The task: Render every one of the lines below as a numbered list, leaving out any blank lines.

Stored data
----
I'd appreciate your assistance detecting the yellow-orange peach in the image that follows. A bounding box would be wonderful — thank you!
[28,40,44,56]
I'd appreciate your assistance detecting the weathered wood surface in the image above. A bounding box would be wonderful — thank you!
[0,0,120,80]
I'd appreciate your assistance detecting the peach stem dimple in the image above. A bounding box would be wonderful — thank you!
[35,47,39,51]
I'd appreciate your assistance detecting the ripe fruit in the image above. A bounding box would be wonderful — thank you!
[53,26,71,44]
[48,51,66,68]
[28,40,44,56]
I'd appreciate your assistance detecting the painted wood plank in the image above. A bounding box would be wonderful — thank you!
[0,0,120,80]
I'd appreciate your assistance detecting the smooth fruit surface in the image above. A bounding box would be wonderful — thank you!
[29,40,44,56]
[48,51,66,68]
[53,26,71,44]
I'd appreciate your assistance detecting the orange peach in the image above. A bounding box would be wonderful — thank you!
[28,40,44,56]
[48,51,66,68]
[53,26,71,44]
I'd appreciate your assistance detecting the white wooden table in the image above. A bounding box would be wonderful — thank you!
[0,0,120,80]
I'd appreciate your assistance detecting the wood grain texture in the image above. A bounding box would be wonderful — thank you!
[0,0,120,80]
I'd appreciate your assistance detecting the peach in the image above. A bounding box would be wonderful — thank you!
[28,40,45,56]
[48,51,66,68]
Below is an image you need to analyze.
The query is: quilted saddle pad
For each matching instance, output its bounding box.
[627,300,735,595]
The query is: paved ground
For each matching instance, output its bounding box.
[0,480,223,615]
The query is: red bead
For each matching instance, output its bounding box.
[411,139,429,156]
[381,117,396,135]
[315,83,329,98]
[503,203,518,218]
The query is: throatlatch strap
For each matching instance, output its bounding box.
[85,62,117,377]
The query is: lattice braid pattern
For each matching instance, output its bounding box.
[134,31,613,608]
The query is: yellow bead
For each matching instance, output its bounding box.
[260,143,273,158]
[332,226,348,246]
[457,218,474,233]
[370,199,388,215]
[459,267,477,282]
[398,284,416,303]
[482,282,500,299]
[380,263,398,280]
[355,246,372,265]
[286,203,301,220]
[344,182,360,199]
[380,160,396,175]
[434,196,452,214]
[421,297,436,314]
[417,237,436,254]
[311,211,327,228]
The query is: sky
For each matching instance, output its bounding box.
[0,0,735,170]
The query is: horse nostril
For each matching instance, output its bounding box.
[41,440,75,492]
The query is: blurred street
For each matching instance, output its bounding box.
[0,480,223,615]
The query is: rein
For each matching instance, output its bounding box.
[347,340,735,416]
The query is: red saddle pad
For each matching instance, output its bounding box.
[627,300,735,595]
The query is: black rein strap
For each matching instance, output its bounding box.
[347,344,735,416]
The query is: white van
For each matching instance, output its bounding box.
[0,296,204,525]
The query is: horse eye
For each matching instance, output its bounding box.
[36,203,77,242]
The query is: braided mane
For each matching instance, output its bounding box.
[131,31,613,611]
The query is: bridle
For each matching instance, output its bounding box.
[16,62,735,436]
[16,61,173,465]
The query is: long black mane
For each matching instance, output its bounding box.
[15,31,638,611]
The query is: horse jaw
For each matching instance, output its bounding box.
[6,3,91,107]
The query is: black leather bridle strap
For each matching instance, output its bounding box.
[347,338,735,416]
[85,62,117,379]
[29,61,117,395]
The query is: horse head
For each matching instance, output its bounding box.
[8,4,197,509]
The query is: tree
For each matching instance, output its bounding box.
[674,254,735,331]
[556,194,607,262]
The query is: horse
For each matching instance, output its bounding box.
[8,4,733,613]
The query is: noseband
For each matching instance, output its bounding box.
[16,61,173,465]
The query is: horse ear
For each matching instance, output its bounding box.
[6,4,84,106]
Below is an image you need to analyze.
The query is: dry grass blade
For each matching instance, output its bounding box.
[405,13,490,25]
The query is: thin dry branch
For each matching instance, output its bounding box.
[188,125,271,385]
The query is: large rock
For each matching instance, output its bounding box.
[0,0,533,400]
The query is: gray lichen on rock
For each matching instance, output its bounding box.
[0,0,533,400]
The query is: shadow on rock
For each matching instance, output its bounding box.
----
Correct output:
1. I'd appreciate your assistance detecting the yellow-orange peach in the image that follows. A bounding box would be wonderful — thank you!
2. [28,40,44,56]
3. I'd appreciate your assistance detecting the weathered wood surface in the image above. A bounding box would be wonderful — thank you!
4. [0,0,120,80]
5. I'd appreciate your assistance detecting the peach stem dimple in the image above. A bounding box would be wonderful — thank you!
6. [35,47,39,51]
7. I'd appreciate your assistance detecting the ripe fruit in the image above. A bounding box would be wonderful — thank you!
8. [53,26,71,44]
9. [48,51,66,68]
10. [28,40,44,56]
11. I'd appreciate your assistance detecting the painted wood plank in the image above. A bounding box would be wonderful — thank you!
12. [0,0,120,80]
13. I'd appreciate your assistance detecting the smooth fruit surface in the image above. A bounding box would be wonderful — thank you!
14. [29,40,44,56]
15. [48,51,66,68]
16. [53,26,71,44]
17. I'd appreciate your assistance detecting the orange peach in the image above. A bounding box would be wonderful — thank you!
18. [28,40,44,56]
19. [48,51,66,68]
20. [53,26,71,44]
21. I'd appreciate your assistance detecting the white wooden table in the image above. A bounding box would be wonderful — thank you!
22. [0,0,120,80]
23. I'd appreciate your assistance detecting the wood grain texture in the image above. A bounding box would be wonderful — thank you!
24. [0,0,120,80]
25. I'd appreciate your assistance detecting the peach in the image above. A bounding box would be wonderful — thank you!
26. [28,40,45,56]
27. [48,51,66,68]
28. Below is an image you need to analyze.
29. The query is: quilted saddle pad
30. For each matching instance, output its bounding box.
31. [627,300,735,595]
32. The query is: paved ground
33. For each matching instance, output its bounding box.
34. [0,480,223,615]
35. The query is: red bead
36. For each matching instance, output its bounding box.
37. [411,139,429,156]
38. [381,117,396,135]
39. [315,83,329,98]
40. [503,203,518,218]
41. The query is: throatlatch strap
42. For each matching instance, output its bounding box.
43. [85,62,117,377]
44. The query is: lattice braid pattern
45. For each matching instance, output its bounding box.
46. [134,31,613,608]
47. The query is: yellow bead
48. For each matching instance, output its bounding box.
49. [260,143,273,158]
50. [332,226,348,246]
51. [457,218,474,233]
52. [370,199,388,215]
53. [459,267,477,282]
54. [398,284,416,303]
55. [482,282,500,299]
56. [380,263,398,280]
57. [355,246,372,265]
58. [286,203,301,220]
59. [344,182,360,199]
60. [380,160,396,175]
61. [434,196,452,214]
62. [421,297,436,314]
63. [417,237,436,254]
64. [311,211,327,228]
65. The query is: sky
66. For each matching instance, output its bounding box.
67. [0,0,735,170]
68. The query is: horse nostril
69. For each matching instance, output its bounding box.
70. [41,440,75,492]
71. The query is: blurred street
72. For each matching instance, output its bounding box.
73. [0,480,223,615]
74. The query is: rein
75. For each matching instance, output its bounding box.
76. [347,340,735,416]
77. The query is: red saddle pad
78. For each matching instance, output its bounding box.
79. [627,300,735,595]
80. The query is: black rein strap
81. For each matching instance, output its bounding box.
82. [347,344,735,416]
83. The query is: white van
84. For each matching instance, output its bounding box.
85. [0,296,204,525]
86. The query is: horse eye
87. For each matching instance, output its bounding box.
88. [36,203,77,242]
89. The query is: braided mane
90. For each matching instance, output its bounding box.
91. [131,31,613,611]
92. The query is: bridle
93. For each matching instance, output its bounding box.
94. [16,62,735,436]
95. [16,61,173,465]
96. The query is: long black mane
97. For each matching instance, output its bounding box.
98. [15,31,638,611]
99. The query is: horse jaw
100. For each matching instance, output its bounding box.
101. [6,3,91,107]
102. The query is: black leather bridle strap
103. For each matching instance, output its bounding box.
104. [347,338,735,416]
105. [85,62,117,379]
106. [29,61,117,395]
107. The query is: horse head
108. For each matching instance, output its bounding box.
109. [8,4,197,509]
110. The query is: tree
111. For each matching instance, output its bounding box.
112. [674,254,735,331]
113. [556,194,607,262]
114. The query is: horse
115. For each matching instance, output its bounding box.
116. [8,4,733,613]
117. The query is: noseband
118. For each matching instance, output its bounding box.
119. [16,61,173,465]
120. The query is: horse ear
121. For each matching instance, output its bounding box.
122. [6,4,84,106]
123. Below is an image you need to analyze.
124. The query is: dry grass blade
125. For each matching instance, output its bounding box.
126. [405,13,490,25]
127. The query is: thin dry branch
128. For each matching instance, output its bounding box.
129. [188,125,271,385]
130. The query is: large rock
131. For each matching instance, output its bounding box.
132. [0,0,533,400]
133. The query is: gray lichen on rock
134. For each matching instance, output its bounding box.
135. [0,0,533,400]
136. The query is: shadow on rock
137. For each matching instance, output its bounding box.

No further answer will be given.